TASK INSTRUCTIONS: Scan the entries that follow and give only the number of lines containing "bird".

*** DATA UNDER STUDY Section Begins ***

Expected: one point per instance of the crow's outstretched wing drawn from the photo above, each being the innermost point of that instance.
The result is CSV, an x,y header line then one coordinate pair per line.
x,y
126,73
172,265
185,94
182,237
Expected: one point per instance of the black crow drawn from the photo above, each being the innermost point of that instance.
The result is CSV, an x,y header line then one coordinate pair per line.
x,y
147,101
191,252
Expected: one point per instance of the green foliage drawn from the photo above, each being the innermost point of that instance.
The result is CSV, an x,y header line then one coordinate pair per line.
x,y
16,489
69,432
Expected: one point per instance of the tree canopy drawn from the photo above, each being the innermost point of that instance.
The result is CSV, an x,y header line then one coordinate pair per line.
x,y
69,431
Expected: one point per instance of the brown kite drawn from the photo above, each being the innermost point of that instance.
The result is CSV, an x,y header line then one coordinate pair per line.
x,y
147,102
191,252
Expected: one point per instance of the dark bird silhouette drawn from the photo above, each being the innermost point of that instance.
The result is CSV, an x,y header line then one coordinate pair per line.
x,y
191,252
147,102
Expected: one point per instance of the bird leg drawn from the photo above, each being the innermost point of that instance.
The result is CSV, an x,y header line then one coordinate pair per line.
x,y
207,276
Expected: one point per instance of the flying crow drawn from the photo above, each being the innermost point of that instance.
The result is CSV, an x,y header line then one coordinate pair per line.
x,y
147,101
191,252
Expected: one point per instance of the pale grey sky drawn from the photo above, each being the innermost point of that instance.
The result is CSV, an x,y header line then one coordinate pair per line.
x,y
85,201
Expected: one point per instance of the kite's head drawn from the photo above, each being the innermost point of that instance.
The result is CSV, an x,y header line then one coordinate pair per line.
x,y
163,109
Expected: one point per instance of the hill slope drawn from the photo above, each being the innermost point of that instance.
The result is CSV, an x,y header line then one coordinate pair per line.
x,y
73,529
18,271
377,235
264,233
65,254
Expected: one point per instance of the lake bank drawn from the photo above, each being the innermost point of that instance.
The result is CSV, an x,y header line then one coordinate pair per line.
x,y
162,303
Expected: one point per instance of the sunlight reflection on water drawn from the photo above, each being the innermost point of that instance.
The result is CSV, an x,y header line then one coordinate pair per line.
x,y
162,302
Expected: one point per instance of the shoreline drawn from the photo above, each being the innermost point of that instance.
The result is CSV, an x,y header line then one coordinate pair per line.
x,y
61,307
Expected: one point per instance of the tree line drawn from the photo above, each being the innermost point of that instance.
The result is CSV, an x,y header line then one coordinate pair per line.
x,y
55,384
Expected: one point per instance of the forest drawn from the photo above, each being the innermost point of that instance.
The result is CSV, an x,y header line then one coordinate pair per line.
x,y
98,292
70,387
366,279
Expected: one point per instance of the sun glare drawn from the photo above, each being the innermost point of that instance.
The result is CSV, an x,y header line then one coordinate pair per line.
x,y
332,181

*** DATA UNDER STUDY Section Ends ***

EXPECTED OUTPUT: 2